= Data to examine =

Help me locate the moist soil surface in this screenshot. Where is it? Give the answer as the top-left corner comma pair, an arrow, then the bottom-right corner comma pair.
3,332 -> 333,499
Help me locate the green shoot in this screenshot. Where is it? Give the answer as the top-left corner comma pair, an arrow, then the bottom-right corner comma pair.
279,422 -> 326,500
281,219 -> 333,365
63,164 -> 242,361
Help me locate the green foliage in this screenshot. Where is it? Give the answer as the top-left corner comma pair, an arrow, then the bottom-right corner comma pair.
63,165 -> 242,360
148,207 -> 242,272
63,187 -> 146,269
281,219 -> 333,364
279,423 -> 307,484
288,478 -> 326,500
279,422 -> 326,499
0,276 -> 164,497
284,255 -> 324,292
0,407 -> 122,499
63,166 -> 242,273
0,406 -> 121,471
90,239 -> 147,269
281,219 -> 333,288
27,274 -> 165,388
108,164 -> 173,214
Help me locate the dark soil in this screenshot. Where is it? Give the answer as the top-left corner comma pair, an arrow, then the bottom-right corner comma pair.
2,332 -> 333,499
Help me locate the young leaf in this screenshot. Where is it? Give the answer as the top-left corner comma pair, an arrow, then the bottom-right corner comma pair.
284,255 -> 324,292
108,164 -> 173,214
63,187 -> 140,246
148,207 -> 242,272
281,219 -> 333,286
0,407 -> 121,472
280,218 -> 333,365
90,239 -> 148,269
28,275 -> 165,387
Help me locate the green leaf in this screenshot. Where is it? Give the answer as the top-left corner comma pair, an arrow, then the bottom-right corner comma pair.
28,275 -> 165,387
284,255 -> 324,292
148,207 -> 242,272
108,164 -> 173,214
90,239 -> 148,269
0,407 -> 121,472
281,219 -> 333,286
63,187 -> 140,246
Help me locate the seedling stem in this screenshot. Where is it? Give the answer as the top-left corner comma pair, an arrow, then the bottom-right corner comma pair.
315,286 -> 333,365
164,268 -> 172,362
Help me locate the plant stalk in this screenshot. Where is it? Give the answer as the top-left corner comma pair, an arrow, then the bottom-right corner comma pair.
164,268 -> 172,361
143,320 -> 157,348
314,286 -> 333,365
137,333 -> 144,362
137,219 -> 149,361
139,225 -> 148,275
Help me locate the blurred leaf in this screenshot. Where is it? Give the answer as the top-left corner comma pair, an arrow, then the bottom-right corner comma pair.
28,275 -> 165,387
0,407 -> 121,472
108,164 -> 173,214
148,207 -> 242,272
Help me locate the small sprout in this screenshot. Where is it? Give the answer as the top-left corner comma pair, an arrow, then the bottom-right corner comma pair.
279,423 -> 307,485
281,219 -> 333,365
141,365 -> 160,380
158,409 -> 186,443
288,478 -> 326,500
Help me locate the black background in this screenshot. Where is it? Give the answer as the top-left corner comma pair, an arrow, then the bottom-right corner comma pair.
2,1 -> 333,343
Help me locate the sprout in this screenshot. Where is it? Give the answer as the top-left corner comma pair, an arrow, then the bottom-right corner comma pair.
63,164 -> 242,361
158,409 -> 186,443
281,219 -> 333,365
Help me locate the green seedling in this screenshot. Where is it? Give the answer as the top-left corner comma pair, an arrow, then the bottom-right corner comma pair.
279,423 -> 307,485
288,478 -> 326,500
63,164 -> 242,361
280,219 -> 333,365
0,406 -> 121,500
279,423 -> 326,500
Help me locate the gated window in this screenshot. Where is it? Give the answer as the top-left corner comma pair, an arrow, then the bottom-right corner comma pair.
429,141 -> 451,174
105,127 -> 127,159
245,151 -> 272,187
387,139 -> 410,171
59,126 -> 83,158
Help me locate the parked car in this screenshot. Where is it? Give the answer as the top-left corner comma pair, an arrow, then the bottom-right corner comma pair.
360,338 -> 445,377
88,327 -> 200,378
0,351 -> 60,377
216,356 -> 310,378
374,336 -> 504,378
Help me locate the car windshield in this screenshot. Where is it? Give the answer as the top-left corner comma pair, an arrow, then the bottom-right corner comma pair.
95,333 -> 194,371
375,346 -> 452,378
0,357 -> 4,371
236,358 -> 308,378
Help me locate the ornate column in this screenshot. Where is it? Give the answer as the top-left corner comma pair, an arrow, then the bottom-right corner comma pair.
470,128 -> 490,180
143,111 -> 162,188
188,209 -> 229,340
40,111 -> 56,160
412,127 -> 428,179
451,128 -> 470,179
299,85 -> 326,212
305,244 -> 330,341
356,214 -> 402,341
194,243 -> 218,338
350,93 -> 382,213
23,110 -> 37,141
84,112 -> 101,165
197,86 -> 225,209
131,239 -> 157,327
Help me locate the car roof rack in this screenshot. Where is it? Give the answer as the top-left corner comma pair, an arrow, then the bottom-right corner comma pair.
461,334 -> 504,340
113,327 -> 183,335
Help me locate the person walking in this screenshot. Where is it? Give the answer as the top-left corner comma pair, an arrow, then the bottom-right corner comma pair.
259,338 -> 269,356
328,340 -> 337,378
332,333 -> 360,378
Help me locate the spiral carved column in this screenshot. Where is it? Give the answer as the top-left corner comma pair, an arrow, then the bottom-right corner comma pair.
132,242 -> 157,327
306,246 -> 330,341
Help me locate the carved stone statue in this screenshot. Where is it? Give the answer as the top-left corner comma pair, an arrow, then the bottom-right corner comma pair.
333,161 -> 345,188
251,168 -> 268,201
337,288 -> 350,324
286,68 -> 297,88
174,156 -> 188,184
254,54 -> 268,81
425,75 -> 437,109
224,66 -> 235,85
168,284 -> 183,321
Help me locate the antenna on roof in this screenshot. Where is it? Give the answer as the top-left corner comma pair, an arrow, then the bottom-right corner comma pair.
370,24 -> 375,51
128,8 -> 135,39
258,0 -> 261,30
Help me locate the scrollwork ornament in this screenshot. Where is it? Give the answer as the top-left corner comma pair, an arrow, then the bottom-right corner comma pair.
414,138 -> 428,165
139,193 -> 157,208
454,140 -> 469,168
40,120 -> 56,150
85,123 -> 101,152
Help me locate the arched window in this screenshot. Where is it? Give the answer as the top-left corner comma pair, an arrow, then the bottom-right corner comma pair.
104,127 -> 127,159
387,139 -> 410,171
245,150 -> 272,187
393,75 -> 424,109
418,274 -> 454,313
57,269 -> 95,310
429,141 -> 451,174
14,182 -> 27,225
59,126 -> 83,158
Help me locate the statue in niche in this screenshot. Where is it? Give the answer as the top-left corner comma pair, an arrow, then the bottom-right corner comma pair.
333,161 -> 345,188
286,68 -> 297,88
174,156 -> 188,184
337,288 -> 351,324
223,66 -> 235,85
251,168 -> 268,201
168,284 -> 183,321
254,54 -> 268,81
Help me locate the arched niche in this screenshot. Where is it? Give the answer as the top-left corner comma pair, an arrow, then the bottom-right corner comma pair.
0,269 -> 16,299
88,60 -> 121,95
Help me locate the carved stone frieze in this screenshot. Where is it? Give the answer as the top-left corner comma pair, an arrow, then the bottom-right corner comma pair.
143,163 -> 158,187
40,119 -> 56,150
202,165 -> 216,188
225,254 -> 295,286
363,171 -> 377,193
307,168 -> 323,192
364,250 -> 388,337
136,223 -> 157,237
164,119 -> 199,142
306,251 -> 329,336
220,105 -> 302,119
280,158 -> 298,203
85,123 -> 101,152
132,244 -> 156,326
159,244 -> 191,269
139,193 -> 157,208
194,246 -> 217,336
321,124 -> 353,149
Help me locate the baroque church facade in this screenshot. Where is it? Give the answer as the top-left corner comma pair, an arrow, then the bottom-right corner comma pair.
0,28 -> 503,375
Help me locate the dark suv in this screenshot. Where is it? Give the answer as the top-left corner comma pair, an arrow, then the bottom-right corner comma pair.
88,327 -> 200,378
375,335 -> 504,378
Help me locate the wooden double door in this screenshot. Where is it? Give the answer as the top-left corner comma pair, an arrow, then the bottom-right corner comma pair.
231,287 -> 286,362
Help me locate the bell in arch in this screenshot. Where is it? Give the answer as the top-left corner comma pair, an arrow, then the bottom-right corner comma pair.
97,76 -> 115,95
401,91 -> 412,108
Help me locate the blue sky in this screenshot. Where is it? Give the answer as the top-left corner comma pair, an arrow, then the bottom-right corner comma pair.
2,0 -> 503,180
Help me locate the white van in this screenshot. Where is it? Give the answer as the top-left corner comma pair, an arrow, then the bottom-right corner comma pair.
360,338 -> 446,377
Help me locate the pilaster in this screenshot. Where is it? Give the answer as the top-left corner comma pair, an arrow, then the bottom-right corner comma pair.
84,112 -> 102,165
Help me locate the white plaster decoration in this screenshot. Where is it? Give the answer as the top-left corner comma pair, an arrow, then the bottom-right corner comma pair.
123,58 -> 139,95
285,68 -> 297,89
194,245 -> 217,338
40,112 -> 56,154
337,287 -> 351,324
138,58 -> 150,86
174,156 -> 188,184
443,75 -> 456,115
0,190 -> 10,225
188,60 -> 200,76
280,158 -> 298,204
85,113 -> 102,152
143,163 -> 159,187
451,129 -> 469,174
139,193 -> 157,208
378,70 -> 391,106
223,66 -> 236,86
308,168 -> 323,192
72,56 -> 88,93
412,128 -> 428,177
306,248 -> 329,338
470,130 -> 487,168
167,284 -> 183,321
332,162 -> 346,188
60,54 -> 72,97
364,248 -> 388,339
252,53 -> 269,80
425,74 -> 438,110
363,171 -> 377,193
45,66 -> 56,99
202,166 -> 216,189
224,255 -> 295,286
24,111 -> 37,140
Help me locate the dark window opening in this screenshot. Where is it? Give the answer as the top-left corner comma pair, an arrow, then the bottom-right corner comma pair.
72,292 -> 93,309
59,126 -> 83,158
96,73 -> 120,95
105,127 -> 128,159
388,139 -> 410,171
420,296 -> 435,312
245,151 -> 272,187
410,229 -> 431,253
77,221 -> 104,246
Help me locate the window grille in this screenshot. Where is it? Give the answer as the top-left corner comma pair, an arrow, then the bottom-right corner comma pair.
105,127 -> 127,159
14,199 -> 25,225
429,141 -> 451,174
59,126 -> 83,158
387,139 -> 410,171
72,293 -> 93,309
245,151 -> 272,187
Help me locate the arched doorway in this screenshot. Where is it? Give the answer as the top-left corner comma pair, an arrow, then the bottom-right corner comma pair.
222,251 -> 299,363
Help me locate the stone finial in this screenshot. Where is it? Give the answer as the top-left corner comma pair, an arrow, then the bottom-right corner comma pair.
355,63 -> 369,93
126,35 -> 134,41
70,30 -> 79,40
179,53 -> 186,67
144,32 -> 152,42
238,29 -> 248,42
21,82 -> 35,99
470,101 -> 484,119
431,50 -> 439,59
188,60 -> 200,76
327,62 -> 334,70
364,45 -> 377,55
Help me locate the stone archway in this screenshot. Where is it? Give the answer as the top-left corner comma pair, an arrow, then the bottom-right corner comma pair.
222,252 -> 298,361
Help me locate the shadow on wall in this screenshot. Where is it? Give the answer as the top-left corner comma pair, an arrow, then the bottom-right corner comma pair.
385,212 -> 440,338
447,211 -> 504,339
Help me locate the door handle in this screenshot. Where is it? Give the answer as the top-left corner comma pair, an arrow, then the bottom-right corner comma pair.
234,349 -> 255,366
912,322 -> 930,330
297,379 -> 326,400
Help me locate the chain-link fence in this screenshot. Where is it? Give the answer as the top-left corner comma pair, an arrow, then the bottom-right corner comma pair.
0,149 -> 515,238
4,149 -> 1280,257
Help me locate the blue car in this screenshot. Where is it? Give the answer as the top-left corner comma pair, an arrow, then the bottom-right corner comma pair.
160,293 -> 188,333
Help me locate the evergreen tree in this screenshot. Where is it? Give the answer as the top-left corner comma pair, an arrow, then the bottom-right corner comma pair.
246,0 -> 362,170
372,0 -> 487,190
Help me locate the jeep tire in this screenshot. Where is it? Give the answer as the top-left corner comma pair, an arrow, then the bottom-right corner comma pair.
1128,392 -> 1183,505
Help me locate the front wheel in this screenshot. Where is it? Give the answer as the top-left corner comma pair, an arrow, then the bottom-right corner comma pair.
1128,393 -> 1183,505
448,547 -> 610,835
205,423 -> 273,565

= Requirement =
The expected answer is an exact copy of the lines beginning at the one with "Help me locate the evergreen" and running to the end of the entries above.

= Answer area =
Help me locate the evergreen tree in this screenshot. Where is it? Give the answer as the top-left corner comma pair, an arrow, then the bottom-right corner comma pair.
246,0 -> 362,170
372,0 -> 487,190
Help me locate the jeep tire in this screenshot. Where is it? Give the answer as the top-left corner comma pair, an arrow, then the bottom-right corner comma pair.
1128,392 -> 1183,505
Help me locate the front wheel in this screenshot. Where is it? Give the answer as the top-left corner comma pair, an arrow, then the bottom-right corner comma pair.
1128,393 -> 1183,505
448,547 -> 610,835
205,423 -> 273,565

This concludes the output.